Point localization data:
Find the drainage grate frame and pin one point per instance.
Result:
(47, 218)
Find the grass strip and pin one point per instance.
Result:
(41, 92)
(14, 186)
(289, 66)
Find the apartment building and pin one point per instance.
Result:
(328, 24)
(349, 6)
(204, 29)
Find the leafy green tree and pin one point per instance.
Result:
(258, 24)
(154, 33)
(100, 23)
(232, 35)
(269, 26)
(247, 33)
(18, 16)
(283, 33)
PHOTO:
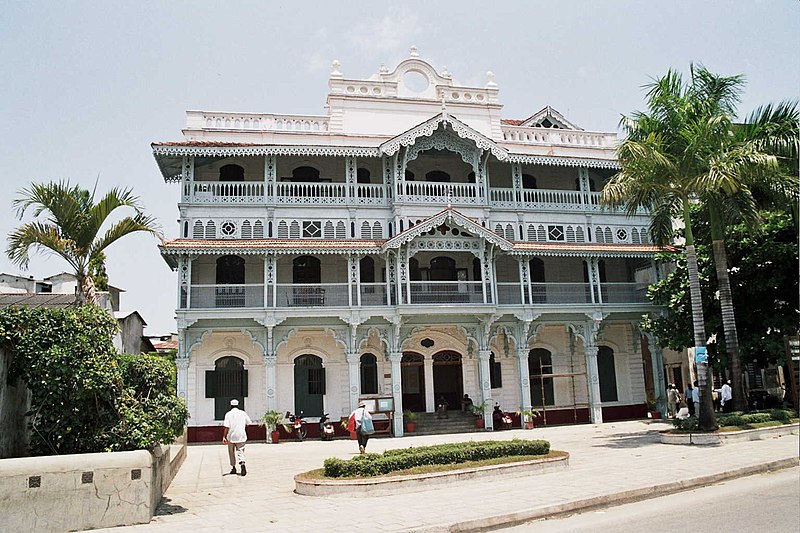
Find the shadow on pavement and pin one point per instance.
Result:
(628, 440)
(166, 508)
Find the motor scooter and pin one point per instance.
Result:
(325, 428)
(299, 424)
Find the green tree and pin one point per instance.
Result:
(68, 223)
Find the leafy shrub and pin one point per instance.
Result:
(372, 464)
(84, 397)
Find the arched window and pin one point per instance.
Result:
(305, 174)
(231, 173)
(369, 374)
(495, 374)
(309, 385)
(362, 175)
(228, 381)
(230, 270)
(528, 181)
(437, 176)
(306, 269)
(540, 365)
(443, 269)
(607, 374)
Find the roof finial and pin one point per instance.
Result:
(490, 79)
(335, 69)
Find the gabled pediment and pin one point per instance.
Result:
(452, 218)
(548, 118)
(442, 120)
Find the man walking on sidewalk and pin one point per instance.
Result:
(234, 434)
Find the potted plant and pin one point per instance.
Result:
(528, 417)
(477, 410)
(270, 420)
(411, 418)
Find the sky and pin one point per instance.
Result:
(89, 85)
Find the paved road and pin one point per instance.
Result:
(765, 502)
(605, 459)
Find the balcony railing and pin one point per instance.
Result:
(446, 292)
(226, 296)
(288, 295)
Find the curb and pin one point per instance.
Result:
(619, 498)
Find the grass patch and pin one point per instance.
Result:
(319, 473)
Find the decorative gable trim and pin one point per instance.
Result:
(426, 129)
(453, 217)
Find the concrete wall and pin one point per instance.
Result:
(14, 403)
(85, 491)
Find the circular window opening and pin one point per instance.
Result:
(415, 81)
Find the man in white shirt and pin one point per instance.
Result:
(235, 436)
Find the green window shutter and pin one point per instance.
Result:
(211, 383)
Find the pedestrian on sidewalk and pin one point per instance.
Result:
(234, 434)
(362, 421)
(688, 395)
(725, 397)
(673, 397)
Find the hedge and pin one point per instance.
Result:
(373, 464)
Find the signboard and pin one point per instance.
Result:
(700, 355)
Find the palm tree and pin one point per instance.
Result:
(746, 174)
(68, 223)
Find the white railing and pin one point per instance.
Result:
(529, 135)
(430, 191)
(312, 295)
(255, 122)
(371, 194)
(225, 192)
(226, 296)
(624, 293)
(311, 193)
(446, 292)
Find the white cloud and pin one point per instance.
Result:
(376, 37)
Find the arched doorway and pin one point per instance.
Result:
(309, 385)
(447, 378)
(540, 365)
(607, 374)
(412, 369)
(228, 381)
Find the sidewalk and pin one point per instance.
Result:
(622, 460)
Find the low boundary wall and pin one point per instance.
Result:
(85, 491)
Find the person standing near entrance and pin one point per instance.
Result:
(234, 434)
(688, 395)
(362, 420)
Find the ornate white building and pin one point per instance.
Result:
(408, 244)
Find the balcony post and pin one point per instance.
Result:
(524, 378)
(353, 359)
(486, 387)
(270, 367)
(397, 392)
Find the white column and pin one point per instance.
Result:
(353, 360)
(593, 381)
(397, 392)
(430, 399)
(524, 378)
(486, 386)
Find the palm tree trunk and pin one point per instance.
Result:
(705, 417)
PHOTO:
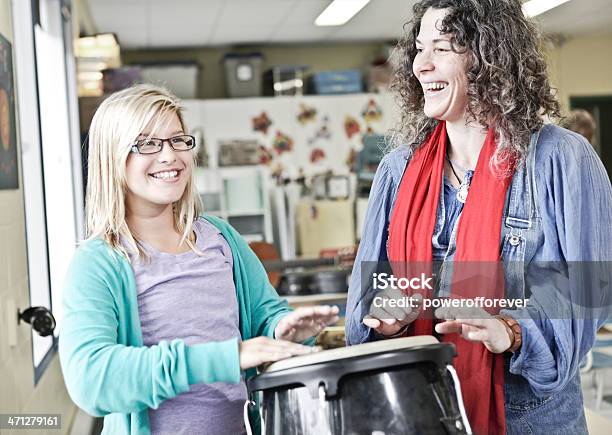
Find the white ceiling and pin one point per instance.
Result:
(185, 23)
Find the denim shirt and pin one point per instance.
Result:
(558, 208)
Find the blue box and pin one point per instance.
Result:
(337, 82)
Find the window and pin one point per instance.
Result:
(52, 185)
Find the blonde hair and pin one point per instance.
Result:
(119, 120)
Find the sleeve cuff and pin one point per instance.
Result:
(213, 362)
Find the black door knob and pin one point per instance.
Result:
(40, 318)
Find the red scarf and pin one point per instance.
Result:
(478, 239)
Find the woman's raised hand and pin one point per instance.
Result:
(386, 317)
(474, 324)
(257, 351)
(306, 322)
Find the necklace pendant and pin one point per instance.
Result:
(462, 193)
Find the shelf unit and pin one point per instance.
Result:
(239, 195)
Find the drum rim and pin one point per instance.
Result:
(330, 373)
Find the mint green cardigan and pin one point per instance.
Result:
(107, 370)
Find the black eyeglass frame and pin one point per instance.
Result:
(135, 148)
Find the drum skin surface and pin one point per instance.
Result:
(391, 392)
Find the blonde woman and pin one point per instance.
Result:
(164, 308)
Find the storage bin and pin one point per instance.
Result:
(116, 79)
(243, 75)
(337, 82)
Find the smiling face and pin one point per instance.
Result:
(440, 70)
(155, 181)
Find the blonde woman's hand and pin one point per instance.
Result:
(474, 324)
(306, 322)
(388, 320)
(257, 351)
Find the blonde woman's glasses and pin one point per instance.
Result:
(154, 145)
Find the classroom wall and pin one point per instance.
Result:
(581, 66)
(17, 391)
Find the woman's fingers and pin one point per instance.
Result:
(304, 322)
(260, 350)
(449, 327)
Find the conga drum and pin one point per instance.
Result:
(391, 387)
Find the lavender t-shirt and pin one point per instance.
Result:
(193, 298)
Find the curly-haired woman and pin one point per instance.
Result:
(482, 179)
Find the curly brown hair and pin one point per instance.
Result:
(508, 87)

▶ _EXERCISE REQUIREMENTS_
Copy each line of the data above that holds "hand".

▶ _FINISHED EXERCISE_
Find the woman's raised hand and pin one point per instance.
Find the blonde woman's hand and pin one point per instance.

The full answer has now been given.